**What is asked**
(a) The Bad Cinderella rant names several possible shared interests that the two childhood friends might have had. List all of them.
(b) Proceed with the Bad Cinderella rant, picking up right after its final sentence.

**Text section**
-- start --
|A Bad Cinderella rant (spoilers galore)|
|Posted by: Likeitlots 01:12 pm EDT 03/15/23|
|How is it that when musicals cost what they do (to producers AND audience) we live in a world where the creatives seemingly shrug their shoulders and say “good enough” when a book makes ZERO SENSE?
How is it possible for Bad Cinderella to be quite this bad… just on the merits (or lack thereof) of book alone?
For starters, our heroine is “bad” we are told because…. Why? She wears boots and spray painted a statue? That’s it?
We are TOLD that she is a maid, but she seems to spend all of her time out of the house or, while in it, sparring with the stepmother. She doesn’t seem to do much by way of actual housework.
We are also told by the way, that she is plain and without makeup. She is neither. She is merely Latina. And Sebastian the outcast prince is Black. So both of our misfit heroes are people of color and while there is a story wherein that could be the reason they are outcasts, that’s not this story.
The two of them, we are TOLD are childhood friends. How did THAT happen? What makes them friends? They both have disinterest in the things the rest of the characters value, but do they share any values? Art? Music? Books? Animals? Nature? Crochet? Nah. Too much effort to give them actual character traits or anything to their relationship that we might actually root for.
-- end --
**Data records**
-- start --
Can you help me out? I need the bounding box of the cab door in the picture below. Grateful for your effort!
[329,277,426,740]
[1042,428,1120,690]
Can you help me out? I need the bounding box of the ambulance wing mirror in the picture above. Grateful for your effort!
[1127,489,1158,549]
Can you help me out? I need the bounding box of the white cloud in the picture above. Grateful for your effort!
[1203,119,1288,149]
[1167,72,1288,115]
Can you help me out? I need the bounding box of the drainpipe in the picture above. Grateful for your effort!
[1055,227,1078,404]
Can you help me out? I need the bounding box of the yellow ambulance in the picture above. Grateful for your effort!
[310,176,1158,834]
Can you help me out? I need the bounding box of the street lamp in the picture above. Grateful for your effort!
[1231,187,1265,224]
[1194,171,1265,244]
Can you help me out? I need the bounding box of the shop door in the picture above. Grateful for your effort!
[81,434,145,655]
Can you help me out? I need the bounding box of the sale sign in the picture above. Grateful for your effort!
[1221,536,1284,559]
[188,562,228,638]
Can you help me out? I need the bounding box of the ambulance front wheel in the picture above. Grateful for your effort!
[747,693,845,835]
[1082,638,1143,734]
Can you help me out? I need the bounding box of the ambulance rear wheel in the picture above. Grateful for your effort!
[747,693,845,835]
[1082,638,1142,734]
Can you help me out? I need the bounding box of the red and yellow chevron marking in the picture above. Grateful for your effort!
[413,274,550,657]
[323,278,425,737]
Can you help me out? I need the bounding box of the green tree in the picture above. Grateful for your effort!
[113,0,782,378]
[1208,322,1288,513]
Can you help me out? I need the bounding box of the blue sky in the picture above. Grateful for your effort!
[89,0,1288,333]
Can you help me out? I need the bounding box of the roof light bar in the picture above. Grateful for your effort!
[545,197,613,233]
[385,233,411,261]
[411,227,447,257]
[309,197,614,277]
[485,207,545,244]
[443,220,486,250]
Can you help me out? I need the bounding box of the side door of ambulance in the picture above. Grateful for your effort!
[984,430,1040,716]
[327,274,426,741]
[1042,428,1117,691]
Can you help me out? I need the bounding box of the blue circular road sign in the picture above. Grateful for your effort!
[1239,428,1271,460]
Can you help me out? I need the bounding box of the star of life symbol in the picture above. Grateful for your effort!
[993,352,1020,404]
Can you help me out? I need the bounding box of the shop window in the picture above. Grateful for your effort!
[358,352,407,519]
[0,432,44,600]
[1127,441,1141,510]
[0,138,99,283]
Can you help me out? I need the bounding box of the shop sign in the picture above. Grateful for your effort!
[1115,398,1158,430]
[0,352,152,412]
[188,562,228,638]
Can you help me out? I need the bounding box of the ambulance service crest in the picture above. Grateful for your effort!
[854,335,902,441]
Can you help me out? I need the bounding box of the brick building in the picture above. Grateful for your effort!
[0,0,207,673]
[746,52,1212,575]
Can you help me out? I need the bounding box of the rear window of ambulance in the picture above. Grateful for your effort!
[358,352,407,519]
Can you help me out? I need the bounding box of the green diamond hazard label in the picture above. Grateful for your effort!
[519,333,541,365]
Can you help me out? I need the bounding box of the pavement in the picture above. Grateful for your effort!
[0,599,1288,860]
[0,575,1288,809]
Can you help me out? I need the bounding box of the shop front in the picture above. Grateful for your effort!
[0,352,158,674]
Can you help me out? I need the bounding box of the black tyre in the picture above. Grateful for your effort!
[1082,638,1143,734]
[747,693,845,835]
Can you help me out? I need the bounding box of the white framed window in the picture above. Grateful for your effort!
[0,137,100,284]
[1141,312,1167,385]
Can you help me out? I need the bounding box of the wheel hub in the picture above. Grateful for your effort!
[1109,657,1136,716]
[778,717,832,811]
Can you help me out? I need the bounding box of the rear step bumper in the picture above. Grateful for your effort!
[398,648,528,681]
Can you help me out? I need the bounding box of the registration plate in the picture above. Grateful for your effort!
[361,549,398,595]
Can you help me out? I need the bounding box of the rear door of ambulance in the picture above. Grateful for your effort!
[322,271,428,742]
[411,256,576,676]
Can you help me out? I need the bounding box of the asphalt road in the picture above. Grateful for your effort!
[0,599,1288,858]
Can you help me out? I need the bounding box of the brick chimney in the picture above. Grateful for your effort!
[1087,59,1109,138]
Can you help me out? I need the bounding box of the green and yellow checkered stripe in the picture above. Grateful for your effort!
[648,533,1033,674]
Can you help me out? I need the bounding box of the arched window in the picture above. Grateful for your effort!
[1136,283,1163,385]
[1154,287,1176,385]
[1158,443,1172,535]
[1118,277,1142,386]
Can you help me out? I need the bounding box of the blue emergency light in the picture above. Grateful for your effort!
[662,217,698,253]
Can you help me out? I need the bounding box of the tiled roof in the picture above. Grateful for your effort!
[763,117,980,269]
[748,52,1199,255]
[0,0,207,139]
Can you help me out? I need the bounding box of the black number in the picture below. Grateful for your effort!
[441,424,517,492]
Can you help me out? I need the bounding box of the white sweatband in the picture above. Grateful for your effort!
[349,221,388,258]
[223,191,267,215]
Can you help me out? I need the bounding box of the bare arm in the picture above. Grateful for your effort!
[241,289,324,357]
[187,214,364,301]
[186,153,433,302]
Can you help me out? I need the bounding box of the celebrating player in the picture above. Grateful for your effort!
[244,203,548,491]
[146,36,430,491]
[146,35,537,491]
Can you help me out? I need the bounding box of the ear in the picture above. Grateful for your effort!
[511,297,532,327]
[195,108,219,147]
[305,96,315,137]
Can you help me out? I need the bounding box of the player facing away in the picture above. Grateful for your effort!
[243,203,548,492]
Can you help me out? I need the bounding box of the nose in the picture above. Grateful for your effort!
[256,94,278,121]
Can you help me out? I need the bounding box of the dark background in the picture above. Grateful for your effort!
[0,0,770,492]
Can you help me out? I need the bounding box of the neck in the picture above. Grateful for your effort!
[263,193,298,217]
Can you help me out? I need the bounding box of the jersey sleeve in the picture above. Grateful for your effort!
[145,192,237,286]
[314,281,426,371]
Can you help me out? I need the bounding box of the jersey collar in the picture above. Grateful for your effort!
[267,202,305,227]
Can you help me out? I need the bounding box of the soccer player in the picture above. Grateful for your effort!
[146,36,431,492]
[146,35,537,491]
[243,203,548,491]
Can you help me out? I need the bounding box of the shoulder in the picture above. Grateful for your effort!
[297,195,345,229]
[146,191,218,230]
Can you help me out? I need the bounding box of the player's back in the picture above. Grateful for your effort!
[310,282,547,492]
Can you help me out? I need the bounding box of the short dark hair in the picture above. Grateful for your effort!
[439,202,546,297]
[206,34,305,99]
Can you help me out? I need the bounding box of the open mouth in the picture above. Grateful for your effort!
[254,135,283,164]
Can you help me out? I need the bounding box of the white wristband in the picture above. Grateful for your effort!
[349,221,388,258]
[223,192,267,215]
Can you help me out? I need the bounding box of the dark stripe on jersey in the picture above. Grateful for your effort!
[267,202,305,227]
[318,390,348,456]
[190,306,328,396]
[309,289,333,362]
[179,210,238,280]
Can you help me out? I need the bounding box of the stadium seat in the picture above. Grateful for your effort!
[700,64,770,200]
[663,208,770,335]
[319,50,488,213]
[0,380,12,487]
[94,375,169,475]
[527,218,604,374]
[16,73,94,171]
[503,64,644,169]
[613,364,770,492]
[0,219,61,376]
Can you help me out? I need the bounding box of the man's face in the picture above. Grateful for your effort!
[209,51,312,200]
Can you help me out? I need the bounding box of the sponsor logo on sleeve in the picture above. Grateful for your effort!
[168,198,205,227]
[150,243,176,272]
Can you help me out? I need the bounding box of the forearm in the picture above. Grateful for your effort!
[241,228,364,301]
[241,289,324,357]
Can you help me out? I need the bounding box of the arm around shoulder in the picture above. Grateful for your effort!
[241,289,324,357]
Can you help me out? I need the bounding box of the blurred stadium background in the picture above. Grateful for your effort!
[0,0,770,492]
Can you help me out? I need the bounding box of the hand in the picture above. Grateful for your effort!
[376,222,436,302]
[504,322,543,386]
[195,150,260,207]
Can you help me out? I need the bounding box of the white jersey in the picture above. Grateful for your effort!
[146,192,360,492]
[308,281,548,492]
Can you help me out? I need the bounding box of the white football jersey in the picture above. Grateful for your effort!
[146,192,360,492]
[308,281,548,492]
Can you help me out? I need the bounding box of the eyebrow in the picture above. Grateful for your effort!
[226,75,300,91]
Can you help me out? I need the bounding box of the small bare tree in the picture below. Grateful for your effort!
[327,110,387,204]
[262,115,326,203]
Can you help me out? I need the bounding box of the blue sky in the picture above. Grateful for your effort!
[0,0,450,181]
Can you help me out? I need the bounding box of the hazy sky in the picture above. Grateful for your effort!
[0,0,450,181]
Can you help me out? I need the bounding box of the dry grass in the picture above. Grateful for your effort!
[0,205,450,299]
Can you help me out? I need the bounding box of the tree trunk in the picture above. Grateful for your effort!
-- end --
**The responses**
(a) Art, music, books, animals, nature, crochet

(b)
The queen wants a wedding immediately. Why? She is not about to die. The townsfolk seem totally happy. There is not a rebellion brewing, the men aren’t itching to war, the people don’t have a lack of respect for her gender so…. Why? At least in the Disney version, the king was driven by an irrational need of grand kids.
The stepmother and queen have a showdown (oooh, a spark of life in these proceedings) that goes… nowhere. We are told that they both have shady pasts, the specifics of which are too much trouble to explain. How did they get beyond those pasts (marriage, obviously, but how?) What would happen if those pasts were revealed? It matters to the queen for Act 1, but then, magically, in Act 2, she no longer cares. She pulls rank. That didn’t occur to her until the second act? (in fairness, the past of the stepmother seems to be the root of her motivation, but unlike Cate Blanchett’s stepmother in the Disney Live-action, who sees her daughters’ marriage as her only means of survival, this stepmother wants power. What does she want to do with that power? What wrong is she trying to right? Who knows).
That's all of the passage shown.